# Set problem:
Arrange the lines of the listing below as a numbered list, from the line with "above contains green" to the line with "422, 183, 467, 301", inclusive. Include only those lines and leave out any blank lines.

# Data section:
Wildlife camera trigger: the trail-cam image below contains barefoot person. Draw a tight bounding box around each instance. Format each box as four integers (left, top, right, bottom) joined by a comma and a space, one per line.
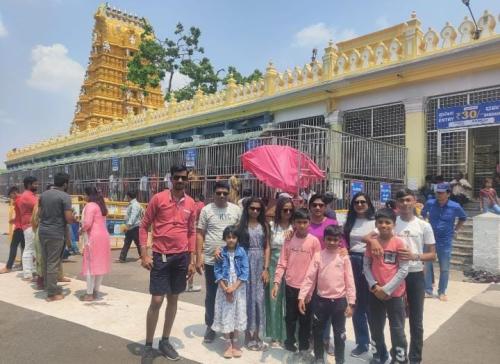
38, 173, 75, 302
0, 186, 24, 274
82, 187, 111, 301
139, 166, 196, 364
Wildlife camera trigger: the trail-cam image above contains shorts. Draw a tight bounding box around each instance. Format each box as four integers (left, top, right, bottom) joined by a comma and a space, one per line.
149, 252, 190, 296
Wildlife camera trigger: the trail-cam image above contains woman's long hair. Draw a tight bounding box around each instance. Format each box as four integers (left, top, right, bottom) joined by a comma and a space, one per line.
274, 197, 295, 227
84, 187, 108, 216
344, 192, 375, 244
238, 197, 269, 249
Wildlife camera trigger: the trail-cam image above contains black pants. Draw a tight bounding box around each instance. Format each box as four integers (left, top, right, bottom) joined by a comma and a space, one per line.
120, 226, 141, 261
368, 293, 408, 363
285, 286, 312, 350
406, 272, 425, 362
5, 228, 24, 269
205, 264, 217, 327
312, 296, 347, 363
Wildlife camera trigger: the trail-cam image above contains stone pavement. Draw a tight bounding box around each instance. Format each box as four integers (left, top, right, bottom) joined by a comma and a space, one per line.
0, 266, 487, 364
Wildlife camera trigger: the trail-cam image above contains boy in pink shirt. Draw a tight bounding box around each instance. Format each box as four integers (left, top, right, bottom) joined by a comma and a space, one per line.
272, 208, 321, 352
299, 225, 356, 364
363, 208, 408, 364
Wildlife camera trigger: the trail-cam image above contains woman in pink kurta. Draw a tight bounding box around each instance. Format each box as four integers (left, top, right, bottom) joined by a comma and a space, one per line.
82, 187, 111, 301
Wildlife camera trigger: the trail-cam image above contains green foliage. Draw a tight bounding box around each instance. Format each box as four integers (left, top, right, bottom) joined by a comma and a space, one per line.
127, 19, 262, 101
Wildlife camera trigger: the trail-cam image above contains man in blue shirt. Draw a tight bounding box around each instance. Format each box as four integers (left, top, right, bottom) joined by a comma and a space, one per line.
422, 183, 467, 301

* * *

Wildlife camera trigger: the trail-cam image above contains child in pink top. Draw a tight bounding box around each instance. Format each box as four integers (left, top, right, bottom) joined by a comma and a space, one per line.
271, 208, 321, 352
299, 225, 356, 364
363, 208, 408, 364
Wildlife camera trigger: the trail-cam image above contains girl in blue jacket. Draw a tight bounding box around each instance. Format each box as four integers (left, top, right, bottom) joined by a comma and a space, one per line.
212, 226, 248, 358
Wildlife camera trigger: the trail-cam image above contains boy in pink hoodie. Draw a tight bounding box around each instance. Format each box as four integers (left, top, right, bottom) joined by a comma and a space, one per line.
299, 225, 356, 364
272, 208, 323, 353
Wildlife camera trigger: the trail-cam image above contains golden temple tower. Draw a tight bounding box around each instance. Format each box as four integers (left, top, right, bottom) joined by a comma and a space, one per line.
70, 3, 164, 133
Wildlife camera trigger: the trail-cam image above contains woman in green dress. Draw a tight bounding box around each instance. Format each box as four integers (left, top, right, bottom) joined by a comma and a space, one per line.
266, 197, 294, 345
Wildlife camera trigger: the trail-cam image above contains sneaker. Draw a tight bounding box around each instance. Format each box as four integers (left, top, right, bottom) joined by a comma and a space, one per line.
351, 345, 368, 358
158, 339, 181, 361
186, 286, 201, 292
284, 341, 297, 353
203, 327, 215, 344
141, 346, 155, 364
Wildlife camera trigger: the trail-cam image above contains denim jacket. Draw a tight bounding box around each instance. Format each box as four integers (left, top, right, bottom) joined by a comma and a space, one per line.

==

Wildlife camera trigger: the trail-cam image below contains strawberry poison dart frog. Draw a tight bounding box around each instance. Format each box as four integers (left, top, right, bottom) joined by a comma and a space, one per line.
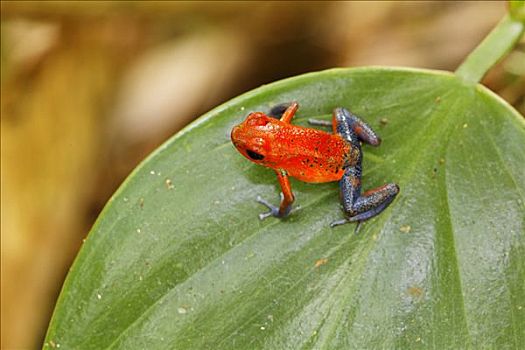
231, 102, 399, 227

# Solution to the exercise:
1. Wildlife camera trigger: the trail-cam image above contains green foliage. Draw a tight bounding box around each instance. Format each box as four integers (left, top, right, bottom) joined by a comma and a space, one per line.
2. 127, 19, 262, 101
3. Wildlife camera trigger: the trail-cam image above contains man in blue shirt. Draw a tight bounding box around each instance. Format each box as four integers (left, top, right, bottom) joined by a comma and a space, one per line.
4. 422, 183, 467, 301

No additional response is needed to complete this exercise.